At 3:17 PM +0000 9/25/03, loupaulsen@xxxxxxxxxxx wrote:
Whenever anyone asked me, "What can I read to understand the
Palestinian struggle?" my response would always include the words,
"Read Edward Said."

At 4:07 PM +0000 10/16/03, loupaulsen@xxxxxxxxxxx wrote:
It makes absolutely no sense to talk about the organized campaigns
conducted by Hamas, Islamic Jihad, the al-Aqsa Martyrs' Brigades, or
other organizations in Palestine as if they were "individual
terror". There is nothing "individual" about them. They are
carrying on guerrilla war with, it must be said, the overwhelming
support of the population in Gaza and the West Bank.

Hamas, Islamic Jihad, the al-Aqsa Martyrs' Brigades, and other combat
organizations do have some support, but is support for them really
overwhelming?

Note that, in his article "Emerging Alternatives in Palestine,"
Edward Said criticizes not just the state of Israel and the Zionist
"Peace Bloc" but also the PLO and its Islamist challengers like Hamas
and Islamic Jihad. His argument is that there is an emerging secular
nationalist current in Palestinian politics, the current that can
probably command the allegiance of the "silent majority" of
Palestinians who feel misled and misrepresented by both the PLO,
Hamas, and Islamic Jihad; and, moreover, that Palestinian solidarity
activists in the USA and elsewhere should take actions to "stand side
by side with this major new secular Palestinian initiative," rather
than be uncritical of all Palestinian factions that claim the mantle
of "the resistance."

***** January 14, 2002
Emerging Alternatives in Palestine
By Edward Said

. . . To make matters worse, the Palestinian Islamists have played
into Israel's relentless propaganda mills and its ever-ready military
by occasional bursts of wantonly barbaric suicide bombings that
finally forced Arafat in mid-December to turn his crippled security
forces against Hamas and Islamic Jihad, arresting militants, closing
offices, occasionally firing at and killing demonstrators. Every
demand that Sharon makes, Arafat hastens to fulfil, even as Sharon
makes still another one, provokes an incident, or simply says -- with
US backing -- that he is unsatisfied, and that Arafat remains an
"irrelevant" terrorist (whom he sadistically forbade from attending
Christmas services in Bethlehem) whose main purpose in life is to
kill Jews. . . .

PROBLEMS TO SOLVE:
A) In the passage on Edward Said and Palestinian politics, when did Arafat turn his security forces against Hamas and Islamic Jihad?
B) Present the lines of the listing as a numbered list, beginning with the line containing "Where can the woman with" and continuing through the line containing "x=290, y=246". Leave out any blank lines.

RECORDS FOR THIS EXERCISE:
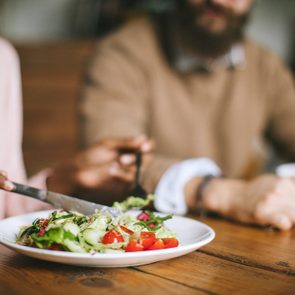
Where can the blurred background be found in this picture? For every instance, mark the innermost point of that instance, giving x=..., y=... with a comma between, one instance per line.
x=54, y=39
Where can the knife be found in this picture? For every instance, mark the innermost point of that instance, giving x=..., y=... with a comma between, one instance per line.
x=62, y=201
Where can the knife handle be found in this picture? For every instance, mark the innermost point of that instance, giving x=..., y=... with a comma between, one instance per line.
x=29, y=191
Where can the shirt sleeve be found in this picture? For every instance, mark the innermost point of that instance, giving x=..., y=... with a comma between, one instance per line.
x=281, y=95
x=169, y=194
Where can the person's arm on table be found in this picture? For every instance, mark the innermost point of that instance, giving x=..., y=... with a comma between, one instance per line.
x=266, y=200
* * *
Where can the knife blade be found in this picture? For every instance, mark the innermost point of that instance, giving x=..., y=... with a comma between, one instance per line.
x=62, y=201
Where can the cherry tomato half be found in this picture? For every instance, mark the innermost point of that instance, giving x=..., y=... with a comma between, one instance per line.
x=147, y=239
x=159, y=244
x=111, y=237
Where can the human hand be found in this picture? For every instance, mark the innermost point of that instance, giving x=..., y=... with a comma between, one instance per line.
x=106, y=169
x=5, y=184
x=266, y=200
---
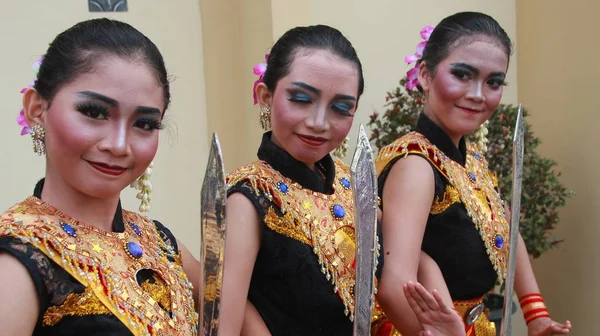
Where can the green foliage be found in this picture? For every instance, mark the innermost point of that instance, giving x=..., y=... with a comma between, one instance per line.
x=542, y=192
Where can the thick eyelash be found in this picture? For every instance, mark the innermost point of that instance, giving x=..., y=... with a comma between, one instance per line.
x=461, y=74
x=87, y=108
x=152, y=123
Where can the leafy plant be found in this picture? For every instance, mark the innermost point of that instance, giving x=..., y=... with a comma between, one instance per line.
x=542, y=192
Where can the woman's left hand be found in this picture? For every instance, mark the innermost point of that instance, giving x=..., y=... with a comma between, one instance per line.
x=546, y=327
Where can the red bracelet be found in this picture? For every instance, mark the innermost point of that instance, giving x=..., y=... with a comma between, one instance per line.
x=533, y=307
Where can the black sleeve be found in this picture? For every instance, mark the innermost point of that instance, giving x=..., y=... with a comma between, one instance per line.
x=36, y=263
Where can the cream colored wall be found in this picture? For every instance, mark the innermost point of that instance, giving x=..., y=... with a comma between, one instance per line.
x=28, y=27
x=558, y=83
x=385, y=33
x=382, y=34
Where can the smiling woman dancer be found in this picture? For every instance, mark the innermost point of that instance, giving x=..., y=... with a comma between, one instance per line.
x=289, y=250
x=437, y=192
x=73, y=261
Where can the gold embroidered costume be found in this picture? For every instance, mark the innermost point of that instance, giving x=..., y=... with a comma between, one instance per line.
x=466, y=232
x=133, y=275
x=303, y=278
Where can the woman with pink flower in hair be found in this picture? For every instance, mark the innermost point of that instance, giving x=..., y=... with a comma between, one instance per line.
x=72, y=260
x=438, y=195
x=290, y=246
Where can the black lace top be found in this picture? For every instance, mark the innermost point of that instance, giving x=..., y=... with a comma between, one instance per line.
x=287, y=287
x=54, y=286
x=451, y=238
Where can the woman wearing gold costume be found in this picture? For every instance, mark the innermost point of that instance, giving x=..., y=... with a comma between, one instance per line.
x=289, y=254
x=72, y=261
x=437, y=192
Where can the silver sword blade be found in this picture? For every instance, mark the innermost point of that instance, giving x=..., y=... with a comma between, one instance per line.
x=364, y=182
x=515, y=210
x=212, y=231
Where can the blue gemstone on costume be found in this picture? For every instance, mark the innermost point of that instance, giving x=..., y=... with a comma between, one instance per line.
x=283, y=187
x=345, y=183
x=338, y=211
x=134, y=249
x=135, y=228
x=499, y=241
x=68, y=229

PER-TASK ANSWERS:
A) In mid-December.

B)
1. Where can the woman with pink flower in hair be found in this picture? For every instance, mark the innermost point of that instance, giving x=..., y=... with a comma between, one instance per line.
2. x=72, y=260
3. x=438, y=195
4. x=290, y=246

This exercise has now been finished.